Extracted text:
━━━

The woman is immediately surprised because Jews and Samaritans generally avoided one another. There was cultural tension, ethnic tension, and religious tension. Yet Jesus intentionally engages her.
Before we talk about her thirst, notice something important: Jesus is the one pursuing her.
She came looking for water.
Jesus came looking for her.
Jesus tells her:
"If you knew the gift of God and who is saying to you, 'Give me a drink,' you would ask Him, and He would give you living water."
The woman is confused. She's thinking about physical water. Jesus is talking about something much deeper.
She starts asking practical questions.
"You don't have a bucket."
"Are you greater than Jacob?"
She's focused on the well in front of her while Jesus is exposing the emptiness inside of her.
Then Jesus says something profound:
"Everyone who drinks from this water will get thirsty again."
At first that sounds obvious. Of course water only satisfies temporarily.
But Jesus is teaching a spiritual truth.
Everything this world offers works the same way.
Success satisfies for a moment.
Attention satisfies for a moment.
Popularity satisfies for a moment.
Relationships satisfy for a moment.
But eventually we find ourselves thirsty again.
Then Jesus says:
"Whoever drinks from the water that I will give him will never get thirsty again."
Jesus is not promising an easy life. He is saying that only He can satisfy the deepest need of the human soul. He offers forgiveness, purpose, reconciliation with God, and eternal life.
Illustration
Imagine trying to fill a bucket that has a hole in the bottom. You can keep pouring water into it all day long, but it never stays full.
That's what life apart from Christ looks like. We keep pouring achievements, relationships, attention, and success into our lives, yet we still feel empty.
Application
Every student in this room is thirsty for something.
You want acceptance.
You want purpose.
You want belonging.
You want love.
Those desires aren't sinful. God created you with those desires.
The question is not whether you're thirsty.
The question is where you're taking your thirst.
Where am I searching for satisfaction? John 4:16–18 ““Go call your husband,” he told her, “and come back here.” “I don’t have a husband,” she answered. “You have correctly said, ‘I don’t have a husband,’ ” Jesus said. “For you’ve had five husbands, and the man you now have is not your husband. What you have said is true.””
Exposition
The conversation suddenly becomes personal.
Jesus says:
"Go call your husband."
At first it feels like an abrupt change of subject, but Jesus is intentionally exposing the place where she has been searching for satisfaction.
The woman answers:
"I don't have a husband."
Jesus then reveals that she has had five husbands and is currently living with a man who is not her husband.
Notice what Jesus is doing.
He isn't trying to embarrass her.
He isn't trying to humiliate her.
He's exposing the deeper issue beneath her life.
Five husbands.
Five opportunities to find fulfillment.
Five opportunities to find satisfaction.
Five opportunities to finally be happy.
And yet she is still standing at the well searching for something more.
Jesus is revealing that she has been drawing water from the wrong well.

━━━

(Entries excerpted from a collection)

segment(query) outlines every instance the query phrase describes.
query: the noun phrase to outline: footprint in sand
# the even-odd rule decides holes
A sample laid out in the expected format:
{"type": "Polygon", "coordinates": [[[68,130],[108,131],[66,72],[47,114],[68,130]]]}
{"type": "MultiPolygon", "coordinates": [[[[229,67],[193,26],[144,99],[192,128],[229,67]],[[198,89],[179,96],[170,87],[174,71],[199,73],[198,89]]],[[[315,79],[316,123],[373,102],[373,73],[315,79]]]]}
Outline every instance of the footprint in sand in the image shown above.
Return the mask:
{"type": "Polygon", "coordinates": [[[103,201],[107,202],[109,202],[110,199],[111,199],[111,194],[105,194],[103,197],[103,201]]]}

━━━

Task requirements:
Please write what comes next in the text on Jesus and the Samaritan woman at the well. The entries are separate material, apart from the text on Jesus and the Samaritan woman at the well.

Output of the task:
Illustration
Imagine being stranded in the middle of the ocean. Water surrounds you in every direction. It looks like the answer to your problem.
But if you drink it, it only makes your thirst worse.
The thing that appears to be the solution actually deepens the problem.
Application
Many people do the same thing spiritually.
They aren't necessarily searching for Jesus.
They're searching for something they hope will make them happy.
For some people it's popularity.
For others it's sports.
For others it's achievement.
For many students it's relationships.
Relationships are wonderful gifts from God, but they make terrible saviors.
No boyfriend can carry the weight of your identity.
No girlfriend can carry the weight of your happiness.
No relationship can carry the weight of your soul.
What keeps disappointing you, but you keep running back to it anyway?
What do you believe you must have in order to be happy?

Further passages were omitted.